What you have to do. Show each line of the rows below that contains the word "concrete". Treat uppercase and lowercase letters as different.

Data in this exercise.
------------------------

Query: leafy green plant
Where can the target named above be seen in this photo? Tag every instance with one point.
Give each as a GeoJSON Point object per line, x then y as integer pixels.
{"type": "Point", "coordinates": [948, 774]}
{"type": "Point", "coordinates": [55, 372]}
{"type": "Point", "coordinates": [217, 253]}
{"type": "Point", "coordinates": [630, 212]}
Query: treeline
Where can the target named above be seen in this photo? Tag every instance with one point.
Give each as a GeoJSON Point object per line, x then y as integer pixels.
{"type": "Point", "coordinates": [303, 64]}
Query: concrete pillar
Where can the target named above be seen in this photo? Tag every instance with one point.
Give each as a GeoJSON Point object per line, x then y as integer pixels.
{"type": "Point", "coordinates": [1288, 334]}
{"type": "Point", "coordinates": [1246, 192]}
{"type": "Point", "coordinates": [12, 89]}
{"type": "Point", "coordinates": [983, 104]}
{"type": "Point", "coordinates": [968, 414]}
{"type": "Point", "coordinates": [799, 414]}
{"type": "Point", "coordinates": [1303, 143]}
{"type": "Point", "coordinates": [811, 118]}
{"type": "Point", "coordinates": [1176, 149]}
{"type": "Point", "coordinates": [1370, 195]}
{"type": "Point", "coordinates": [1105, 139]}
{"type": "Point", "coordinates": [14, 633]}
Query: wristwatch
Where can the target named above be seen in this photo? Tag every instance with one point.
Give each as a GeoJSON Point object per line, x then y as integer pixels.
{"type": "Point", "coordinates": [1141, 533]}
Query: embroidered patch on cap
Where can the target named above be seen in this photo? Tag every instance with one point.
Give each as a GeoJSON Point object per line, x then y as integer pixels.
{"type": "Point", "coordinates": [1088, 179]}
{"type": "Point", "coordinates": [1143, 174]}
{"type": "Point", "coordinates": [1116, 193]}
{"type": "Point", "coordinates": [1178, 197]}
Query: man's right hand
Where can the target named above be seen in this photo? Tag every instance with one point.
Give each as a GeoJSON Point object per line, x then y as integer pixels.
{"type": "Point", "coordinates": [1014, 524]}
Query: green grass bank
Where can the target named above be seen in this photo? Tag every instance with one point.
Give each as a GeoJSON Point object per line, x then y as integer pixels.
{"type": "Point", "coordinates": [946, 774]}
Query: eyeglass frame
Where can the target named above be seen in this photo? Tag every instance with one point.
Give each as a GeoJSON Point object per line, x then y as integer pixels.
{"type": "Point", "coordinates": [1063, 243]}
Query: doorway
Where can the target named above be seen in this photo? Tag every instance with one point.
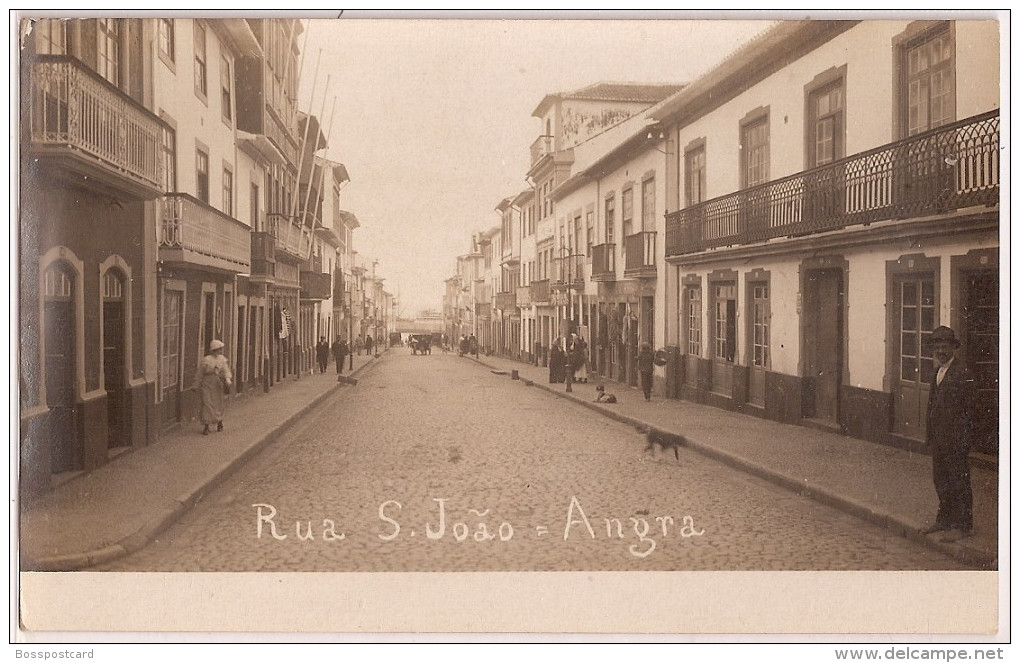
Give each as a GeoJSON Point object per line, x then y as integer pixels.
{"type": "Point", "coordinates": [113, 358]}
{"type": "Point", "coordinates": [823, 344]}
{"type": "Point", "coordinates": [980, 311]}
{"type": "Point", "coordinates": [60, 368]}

------------------------

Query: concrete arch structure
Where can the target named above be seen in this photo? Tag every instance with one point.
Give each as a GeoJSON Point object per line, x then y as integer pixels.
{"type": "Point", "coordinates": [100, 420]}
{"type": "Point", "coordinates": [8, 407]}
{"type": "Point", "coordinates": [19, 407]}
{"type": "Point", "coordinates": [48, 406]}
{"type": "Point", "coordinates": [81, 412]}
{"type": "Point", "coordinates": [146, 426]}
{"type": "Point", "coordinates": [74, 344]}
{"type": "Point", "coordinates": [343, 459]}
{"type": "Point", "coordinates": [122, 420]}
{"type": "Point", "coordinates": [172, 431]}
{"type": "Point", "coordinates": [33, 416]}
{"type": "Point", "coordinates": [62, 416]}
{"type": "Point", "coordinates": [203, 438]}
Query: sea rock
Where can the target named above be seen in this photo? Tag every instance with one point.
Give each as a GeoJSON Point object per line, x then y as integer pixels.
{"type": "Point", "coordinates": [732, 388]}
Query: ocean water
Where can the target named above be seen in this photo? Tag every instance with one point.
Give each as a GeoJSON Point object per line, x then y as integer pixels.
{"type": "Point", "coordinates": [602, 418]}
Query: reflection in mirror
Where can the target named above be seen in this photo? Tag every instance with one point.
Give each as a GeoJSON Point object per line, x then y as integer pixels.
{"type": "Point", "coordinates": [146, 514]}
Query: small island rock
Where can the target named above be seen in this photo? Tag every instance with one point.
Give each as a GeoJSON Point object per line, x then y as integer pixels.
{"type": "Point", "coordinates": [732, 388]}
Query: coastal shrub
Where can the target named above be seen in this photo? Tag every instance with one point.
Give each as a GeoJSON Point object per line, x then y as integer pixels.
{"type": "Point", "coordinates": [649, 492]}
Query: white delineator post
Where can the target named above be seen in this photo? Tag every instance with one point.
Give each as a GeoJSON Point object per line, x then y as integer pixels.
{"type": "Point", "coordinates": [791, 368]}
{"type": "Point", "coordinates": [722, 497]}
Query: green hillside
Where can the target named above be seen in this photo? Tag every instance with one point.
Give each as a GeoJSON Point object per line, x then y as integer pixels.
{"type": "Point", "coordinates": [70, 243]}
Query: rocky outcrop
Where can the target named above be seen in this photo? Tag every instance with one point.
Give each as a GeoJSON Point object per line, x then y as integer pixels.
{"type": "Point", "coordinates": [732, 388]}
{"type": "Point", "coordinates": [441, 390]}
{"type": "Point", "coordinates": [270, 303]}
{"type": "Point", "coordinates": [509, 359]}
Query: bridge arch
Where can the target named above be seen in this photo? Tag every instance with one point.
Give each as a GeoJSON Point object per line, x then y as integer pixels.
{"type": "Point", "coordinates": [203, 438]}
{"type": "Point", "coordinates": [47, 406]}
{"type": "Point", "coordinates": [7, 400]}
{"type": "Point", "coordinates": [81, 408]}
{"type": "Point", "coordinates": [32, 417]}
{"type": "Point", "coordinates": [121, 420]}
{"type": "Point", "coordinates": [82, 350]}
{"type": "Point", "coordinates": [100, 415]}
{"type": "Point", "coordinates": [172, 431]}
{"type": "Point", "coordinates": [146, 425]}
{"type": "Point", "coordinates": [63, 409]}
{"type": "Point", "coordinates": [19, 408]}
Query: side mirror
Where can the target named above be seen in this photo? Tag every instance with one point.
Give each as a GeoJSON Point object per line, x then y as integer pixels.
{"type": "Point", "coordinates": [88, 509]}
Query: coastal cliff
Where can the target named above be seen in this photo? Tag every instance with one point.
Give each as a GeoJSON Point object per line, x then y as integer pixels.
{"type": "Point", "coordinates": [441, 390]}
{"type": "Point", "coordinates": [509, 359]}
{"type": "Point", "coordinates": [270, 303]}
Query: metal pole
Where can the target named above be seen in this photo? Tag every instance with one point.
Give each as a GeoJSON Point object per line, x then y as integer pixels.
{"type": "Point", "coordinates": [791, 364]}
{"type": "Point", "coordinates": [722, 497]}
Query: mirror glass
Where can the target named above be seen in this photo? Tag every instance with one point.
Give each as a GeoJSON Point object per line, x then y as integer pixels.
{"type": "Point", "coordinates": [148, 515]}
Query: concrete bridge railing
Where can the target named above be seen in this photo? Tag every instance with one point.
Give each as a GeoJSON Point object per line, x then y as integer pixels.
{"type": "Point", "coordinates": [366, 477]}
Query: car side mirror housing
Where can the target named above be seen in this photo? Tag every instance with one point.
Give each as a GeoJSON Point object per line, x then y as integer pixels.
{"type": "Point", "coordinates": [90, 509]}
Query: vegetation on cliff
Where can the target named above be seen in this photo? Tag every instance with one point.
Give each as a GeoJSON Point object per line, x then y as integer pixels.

------------------------

Correct result.
Query: concrete pillar
Query: concrete arch structure
Query: concrete bridge railing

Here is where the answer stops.